* [作業内容] 機能性ディスペプシアの解説によると、胃排出能に異常がある場合にはどのような特徴があるか。

* [提供された抜粋]
+ + +

機能性ディスペプシアとは
機能性ディスペプシア(functional dyspepsia, FD)という疾患が確立されたのは、比較的最近のことになります。慢性的に胃もたれや胃痛、胃の張るような感じがあり、胃カメラ検査を行っても異常が見つからない場合は、機能性ディスペプシアの疑いがあります。診断には、胃の炎症の有無は関係ありません。逆流性食道炎や胃炎を発症しているにも関わらず、自覚症状が出現しないケースもあります。逆流性食道炎など他の疾患と機能性ディスペプシアを見分けるためには、適切な検査が必要になります。気になる症状がありましたら、速やかに当クリニックまでご相談ください。
機能性ディスペプシアの原因
胃の機能には、食べ物をためて十二指腸まで送り届ける運動機能があります。暴飲暴食や栄養バランスの偏った食事、タバコ、アルコール、ストレスなどをきっかけに、症状が出現することが多いとされています。脂質が多く含まれた食事や胃腸炎による炎症、ピロリ菌感染により、知覚過敏や運動障害が悪化することで発症するケースもあります。知覚過敏を生じると、みぞおちの焼けるような感じを生じることや痛みを伴います。また、胃排出能に異常がある場合は、食事の後にもたれやすく、適応性弛緩に異常がある場合は、すぐに満腹になりやすい特徴があります。
機能性ディスペプシアの症状
みぞおち付近の不快感や少し食べるとすぐにお腹がいっぱいになってしまうなど、様々な症状が現れます。下記の項目は、よく出現しやすい症状とされています。
- 胸焼け
- 嘔吐や吐き気
- げっぷ
- 胃が重たい
- 常に、胃がそこにあるような感じがある
- みぞおち付近の痛み
- みぞおち付近が焼けるような感じがある
- 食事の後に胃もたれを生じる
- すぐに満腹になってしまう
- 食事が美味しいと感じられない、食事が楽しいと思えない
など
機能性ディスペプシアの診断
自覚症状があっても、症状のみで診断を行うことは難しいです。類似の症状が出現する疾患には、胃・十二指腸潰瘍や胃がん、膵臓や胆嚢、大腸などの悪性腫瘍があげられます。確定診断を行うためには、こうした疾患を除外する必要があります。胃カメラ検査や大腸カメラ検査、腹部エコー検査により、炎症箇所やピロリ菌感染の有無、がん発生していないかを確認していきます。

+ + +

* [データ一覧]
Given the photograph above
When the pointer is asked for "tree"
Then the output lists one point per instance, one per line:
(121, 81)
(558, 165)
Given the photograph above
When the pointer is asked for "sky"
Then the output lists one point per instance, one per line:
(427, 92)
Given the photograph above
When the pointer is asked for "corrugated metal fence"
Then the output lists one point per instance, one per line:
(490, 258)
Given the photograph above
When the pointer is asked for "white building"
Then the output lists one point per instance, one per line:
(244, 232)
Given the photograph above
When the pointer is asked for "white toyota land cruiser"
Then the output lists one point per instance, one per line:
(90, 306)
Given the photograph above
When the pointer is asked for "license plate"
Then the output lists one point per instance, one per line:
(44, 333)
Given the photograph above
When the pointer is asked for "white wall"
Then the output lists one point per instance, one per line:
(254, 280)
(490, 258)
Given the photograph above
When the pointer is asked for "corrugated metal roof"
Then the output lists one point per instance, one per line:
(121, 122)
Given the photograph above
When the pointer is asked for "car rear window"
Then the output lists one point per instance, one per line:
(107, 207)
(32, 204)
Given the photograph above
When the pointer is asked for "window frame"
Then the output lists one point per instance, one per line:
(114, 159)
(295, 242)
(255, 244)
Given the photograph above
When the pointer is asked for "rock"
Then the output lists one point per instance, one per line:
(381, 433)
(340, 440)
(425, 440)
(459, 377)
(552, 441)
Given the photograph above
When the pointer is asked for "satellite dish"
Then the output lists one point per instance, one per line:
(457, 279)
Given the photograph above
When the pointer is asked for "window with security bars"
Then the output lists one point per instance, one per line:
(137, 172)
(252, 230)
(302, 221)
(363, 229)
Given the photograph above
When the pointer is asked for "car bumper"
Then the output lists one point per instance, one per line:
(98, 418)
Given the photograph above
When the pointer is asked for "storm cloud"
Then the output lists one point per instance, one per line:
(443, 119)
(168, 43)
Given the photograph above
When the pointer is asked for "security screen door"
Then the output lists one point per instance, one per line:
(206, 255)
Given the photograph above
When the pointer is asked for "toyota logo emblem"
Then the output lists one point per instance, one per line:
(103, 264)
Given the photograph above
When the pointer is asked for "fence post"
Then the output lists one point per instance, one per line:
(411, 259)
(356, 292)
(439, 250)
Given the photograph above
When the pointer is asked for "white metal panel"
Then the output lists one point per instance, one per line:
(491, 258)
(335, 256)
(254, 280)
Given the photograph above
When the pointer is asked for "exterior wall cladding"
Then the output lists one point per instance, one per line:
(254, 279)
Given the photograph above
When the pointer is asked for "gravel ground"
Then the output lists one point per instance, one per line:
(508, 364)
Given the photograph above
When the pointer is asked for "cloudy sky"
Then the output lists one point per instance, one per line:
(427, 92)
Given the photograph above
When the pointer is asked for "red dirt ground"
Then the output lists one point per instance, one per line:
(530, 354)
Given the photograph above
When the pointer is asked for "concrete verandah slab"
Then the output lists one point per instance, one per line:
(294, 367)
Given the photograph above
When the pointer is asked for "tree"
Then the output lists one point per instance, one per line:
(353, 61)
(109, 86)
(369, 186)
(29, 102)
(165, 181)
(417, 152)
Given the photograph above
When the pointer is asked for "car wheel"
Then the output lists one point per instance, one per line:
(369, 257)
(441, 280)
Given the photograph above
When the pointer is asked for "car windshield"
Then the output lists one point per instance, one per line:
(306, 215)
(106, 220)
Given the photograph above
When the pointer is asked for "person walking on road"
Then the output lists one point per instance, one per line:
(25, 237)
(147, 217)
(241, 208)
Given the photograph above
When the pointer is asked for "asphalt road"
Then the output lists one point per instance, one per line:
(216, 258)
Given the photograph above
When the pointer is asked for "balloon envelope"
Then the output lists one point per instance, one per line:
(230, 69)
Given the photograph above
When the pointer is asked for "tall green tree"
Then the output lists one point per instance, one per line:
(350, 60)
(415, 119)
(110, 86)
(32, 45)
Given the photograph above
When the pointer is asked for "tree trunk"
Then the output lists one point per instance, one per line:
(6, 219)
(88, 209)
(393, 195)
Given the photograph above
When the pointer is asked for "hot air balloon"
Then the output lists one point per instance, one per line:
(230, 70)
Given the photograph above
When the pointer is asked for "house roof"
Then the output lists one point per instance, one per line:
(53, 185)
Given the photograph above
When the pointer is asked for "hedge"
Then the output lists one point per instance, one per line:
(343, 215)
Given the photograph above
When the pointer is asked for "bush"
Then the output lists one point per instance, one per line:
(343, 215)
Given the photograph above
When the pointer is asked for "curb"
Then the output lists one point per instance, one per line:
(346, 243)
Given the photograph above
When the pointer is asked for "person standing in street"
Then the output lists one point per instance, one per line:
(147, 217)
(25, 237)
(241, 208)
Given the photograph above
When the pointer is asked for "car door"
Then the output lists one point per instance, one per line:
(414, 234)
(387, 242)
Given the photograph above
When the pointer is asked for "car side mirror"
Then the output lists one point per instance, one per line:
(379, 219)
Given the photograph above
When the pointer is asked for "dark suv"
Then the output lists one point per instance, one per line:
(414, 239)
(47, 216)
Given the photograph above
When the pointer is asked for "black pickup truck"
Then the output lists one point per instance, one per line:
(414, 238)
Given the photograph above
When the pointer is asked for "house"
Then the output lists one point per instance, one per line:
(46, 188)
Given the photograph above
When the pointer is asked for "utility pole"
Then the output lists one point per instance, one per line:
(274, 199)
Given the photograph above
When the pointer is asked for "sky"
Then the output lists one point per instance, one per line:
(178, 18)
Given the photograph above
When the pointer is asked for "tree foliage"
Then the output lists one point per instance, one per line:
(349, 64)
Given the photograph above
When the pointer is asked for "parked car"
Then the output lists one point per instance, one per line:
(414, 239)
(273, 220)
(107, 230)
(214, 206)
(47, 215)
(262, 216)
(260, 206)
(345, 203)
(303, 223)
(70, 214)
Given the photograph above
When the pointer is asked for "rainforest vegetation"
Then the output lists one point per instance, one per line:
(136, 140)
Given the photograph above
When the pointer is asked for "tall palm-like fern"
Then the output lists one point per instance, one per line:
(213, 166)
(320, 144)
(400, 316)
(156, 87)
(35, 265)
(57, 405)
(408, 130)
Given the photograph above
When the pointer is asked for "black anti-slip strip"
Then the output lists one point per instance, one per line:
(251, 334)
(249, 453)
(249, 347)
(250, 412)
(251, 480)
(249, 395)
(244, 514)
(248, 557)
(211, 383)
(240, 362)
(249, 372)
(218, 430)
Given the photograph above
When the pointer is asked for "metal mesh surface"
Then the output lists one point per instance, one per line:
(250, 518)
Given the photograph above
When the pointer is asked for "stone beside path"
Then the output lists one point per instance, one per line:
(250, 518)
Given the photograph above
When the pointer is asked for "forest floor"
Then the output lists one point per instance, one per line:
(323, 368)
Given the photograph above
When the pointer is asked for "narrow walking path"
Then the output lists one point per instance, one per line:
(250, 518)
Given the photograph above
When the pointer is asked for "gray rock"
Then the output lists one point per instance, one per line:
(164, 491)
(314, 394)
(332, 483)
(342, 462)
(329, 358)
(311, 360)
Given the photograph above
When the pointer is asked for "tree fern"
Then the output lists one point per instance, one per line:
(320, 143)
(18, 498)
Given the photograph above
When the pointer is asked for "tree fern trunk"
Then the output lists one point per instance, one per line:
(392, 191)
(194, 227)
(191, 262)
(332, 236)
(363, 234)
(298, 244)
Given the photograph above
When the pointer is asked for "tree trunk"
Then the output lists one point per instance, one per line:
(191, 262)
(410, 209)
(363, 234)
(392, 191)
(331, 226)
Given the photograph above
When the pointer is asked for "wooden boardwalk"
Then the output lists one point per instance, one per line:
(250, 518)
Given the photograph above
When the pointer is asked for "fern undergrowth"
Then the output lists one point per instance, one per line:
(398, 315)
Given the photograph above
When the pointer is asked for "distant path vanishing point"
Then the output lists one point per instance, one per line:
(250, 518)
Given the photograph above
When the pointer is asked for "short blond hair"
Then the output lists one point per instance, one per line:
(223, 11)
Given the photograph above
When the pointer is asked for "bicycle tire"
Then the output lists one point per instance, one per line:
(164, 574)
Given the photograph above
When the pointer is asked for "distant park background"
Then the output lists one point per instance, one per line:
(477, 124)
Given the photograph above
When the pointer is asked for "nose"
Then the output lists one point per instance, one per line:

+ + +

* [本タスクの出力] 食事の後にもたれやすい。